Excerpt provided ->
People sometimes think I exaggerate when I say “everything in the shop” – but it really is true. We have a rate of 1500:1 for pulling pieces into inventory; so if it’s here, there’s something remarkable about it, and I’ve had the chance to intimately learn what makes it special.
That said, there are two moments that really stand out. One was The Declaration of Rights of the Women of the United States (1876) – a bit of a black tulip for me personally, and something I never thought I’d get a chance to see or handle. As it turns out, it was the first thing we acquired for our women’s history collection. The second was from a few years ago: a first edition in English of Descartes’ Passions of the Soule (1650). On the front pastedown it had the contemporary ownership signature of a woman, Rachel Seede, and several of her annotations throughout. For me and for the client who took it, this was a major part of the book’s value: evidence that a 17th century English woman was engaging with important philosophical works when they became available in her language. It was a reminder that in this position, I’m pursuing the same questions and finding value in the same material that started my career.
What do you personally collect?
In the shop, we have an agreement not to collect books on a personal basis. So while all my book-hunting tendencies go to WRB, I’m free to manage another very different collection (one which comes as no surprise to anyone who has met me!): shoes. I seek them out with purpose. I maintain them with care. Every pair serves some role for me. Sometimes they’re related to important moments in my life. I love them as aesthetic, and practical, historical and artistic objects. I love them as self-expression. Some of the shoes in my closet are, yes actually, insured. Regardless of value, I wear them with aplomb and the belief that every day in a life should be good enough for good shoes.
What do you like to do outside of work?
I’m split between craving cerebral and corporeal experiences. Sneaking away to a movie on a weeknight when no one is in the theatre, or taking a good book to a quiet bar for happy hour are favorites. Then again, I love getting out of my own head. I’m a member of a local boxing club, where I train a couple nights a week; it’s a great way of focusing on nothing but the physical moment you’re in. In the end, though, most evenings end at home, with my dog Brontë by my side while I stir up martinis and make dinner with friends.

Work to complete ->
1. According to the interview excerpt, whose ownership signature is on the front pastedown of the 1650 English first edition of Descartes' Passions of the Soule?
2. Revise the interview excerpt starting at "I’m split between" and ending at "dinner with friends.", so that "rowing club" replaces "boxing club".
3. Write what comes next in the interview excerpt, picking up after its final sentence.
The records after this point are separate material, unconnected to the interview excerpt.

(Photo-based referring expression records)
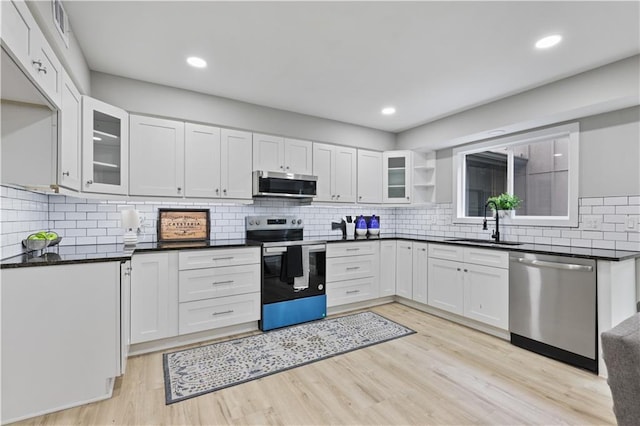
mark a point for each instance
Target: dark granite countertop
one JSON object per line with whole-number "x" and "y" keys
{"x": 554, "y": 250}
{"x": 117, "y": 252}
{"x": 59, "y": 255}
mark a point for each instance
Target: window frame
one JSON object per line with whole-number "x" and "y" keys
{"x": 571, "y": 130}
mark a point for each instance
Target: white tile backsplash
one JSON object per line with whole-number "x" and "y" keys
{"x": 90, "y": 221}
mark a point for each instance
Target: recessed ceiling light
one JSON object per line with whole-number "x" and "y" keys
{"x": 194, "y": 61}
{"x": 549, "y": 41}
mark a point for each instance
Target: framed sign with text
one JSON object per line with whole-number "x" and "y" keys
{"x": 183, "y": 225}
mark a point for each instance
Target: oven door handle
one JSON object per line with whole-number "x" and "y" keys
{"x": 280, "y": 250}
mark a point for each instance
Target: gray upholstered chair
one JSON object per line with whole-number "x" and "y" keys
{"x": 621, "y": 352}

Answers by item number ->
1. Rachel Seede's.

2.
I’m split between craving cerebral and corporeal experiences. Sneaking away to a movie on a weeknight when no one is in the theatre, or taking a good book to a quiet bar for happy hour are favorites. Then again, I love getting out of my own head. I’m a member of a local rowing club, where I train a couple nights a week; it’s a great way of focusing on nothing but the physical moment you’re in. In the end, though, most evenings end at home, with my dog Brontë by my side while I stir up martinis and make dinner with friends.

3.
Thoughts on the present state and/or future of the rare book trade?
Watching Millennials enter the field is an incredibly exciting thing. Whether they’re approaching rare books as curators, new collectors, or members of the trade, they’re reshaping the market. Their relationship with books is touched by an activist spirit. When they look at a catalogue or a shelf, they want to see a diversity of identities reflected there; and I think that’s helping draw new attention to books by LGBTQ+ writers, authors of color, and women.
Any upcoming fairs or catalogues?
Always! It’s a robust calendar. We do a full cycle of 8-10 fairs annually, beginning with California in February and ending with Boston in November. In June, I also participate in RBMS (Rare Book and Manuscript Section) as a dealer in the showcase or as a panelist.
Catalogues follow a similar schedule. In the spring and fall, we do our numbered shop catalogues, which highlight the most exceptional pieces of our inventory. We’ve begun doing a holiday gift catalogue in December. And once a year, as my pet project, I do a diversity catalogue. In 2018 (In Pursuit of Equality) and 2019 (By Her Own Hand) these focused on women’s movements in the U.S. and U.K. In coming years, I’m hoping to expand the number and kinds of communities represented.